WRITTEN REQUEST: Put the rows below into a Markdown table with two columns, Number and Line. Give each non-blank line a number in order and skip any blank lines.

RECORD EXCERPTS:
————
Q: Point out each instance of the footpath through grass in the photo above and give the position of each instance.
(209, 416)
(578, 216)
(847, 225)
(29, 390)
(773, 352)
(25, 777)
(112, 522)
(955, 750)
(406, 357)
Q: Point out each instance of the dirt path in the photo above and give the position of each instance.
————
RESPONSE FOR THIS EXERCISE:
| Number | Line |
|---|---|
| 1 | Q: Point out each instance of the footpath through grass in the photo above and give the position of each instance. |
| 2 | (209, 416) |
| 3 | (578, 216) |
| 4 | (847, 225) |
| 5 | (29, 390) |
| 6 | (773, 352) |
| 7 | (25, 777) |
| 8 | (112, 522) |
| 9 | (955, 750) |
| 10 | (406, 357) |
| 11 | Q: Point out each instance of the dirt path in the photo above and give the position of each instance. |